* [Brief]: Rewrite the listing below, changing every "large tree trunk" to "thick trunk" and keeping everything else the same. Leave the pictures out.

* [Records shown]:
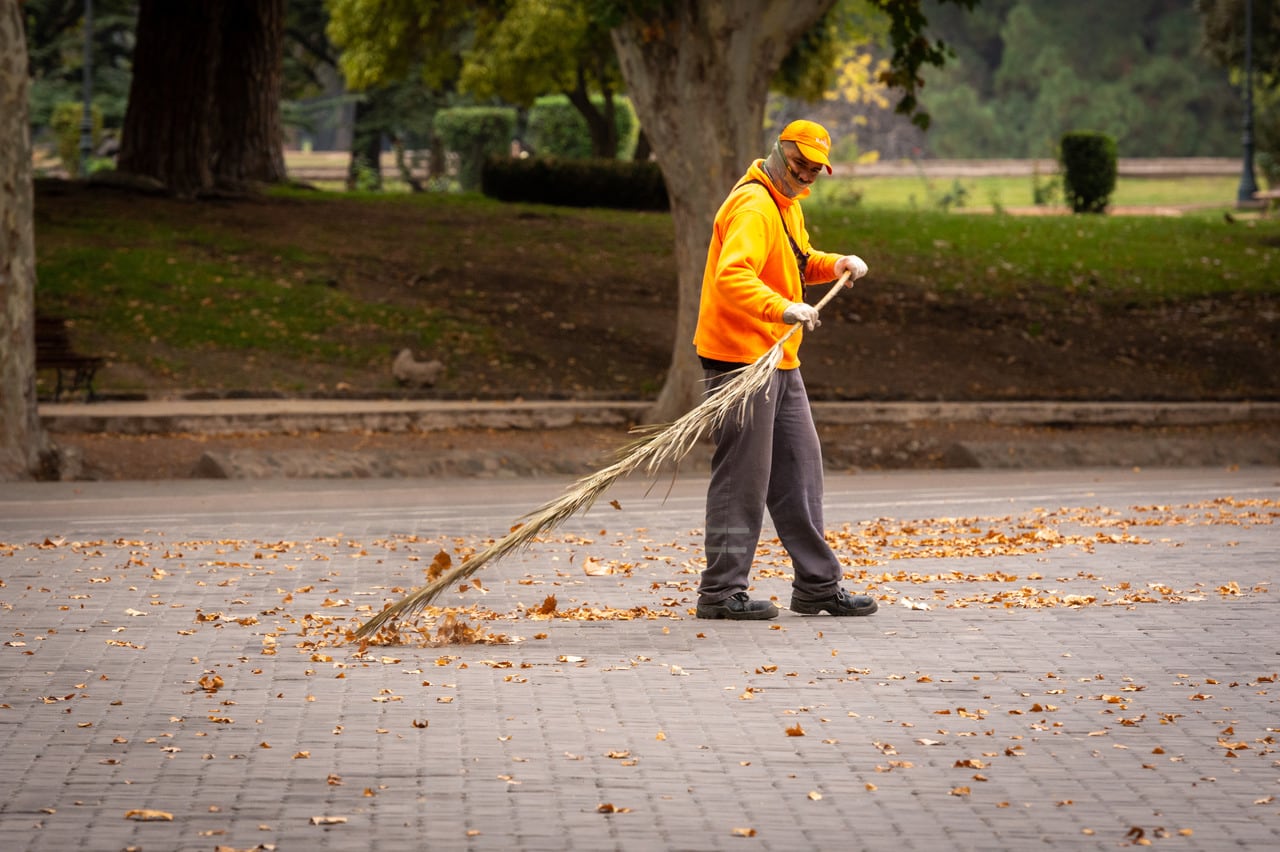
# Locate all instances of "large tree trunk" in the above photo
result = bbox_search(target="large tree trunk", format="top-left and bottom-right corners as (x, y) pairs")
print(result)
(613, 0), (835, 421)
(0, 0), (44, 481)
(212, 0), (285, 185)
(118, 0), (223, 196)
(119, 0), (285, 196)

* [Correct answer]:
# Locate all instances of "thick trunk" in the above photo
result = bbox_search(target="thick trunk", format="top-left and bottom-right corners as (x, y) pairs")
print(result)
(613, 0), (835, 421)
(0, 0), (44, 481)
(212, 0), (285, 185)
(118, 0), (223, 196)
(119, 0), (285, 196)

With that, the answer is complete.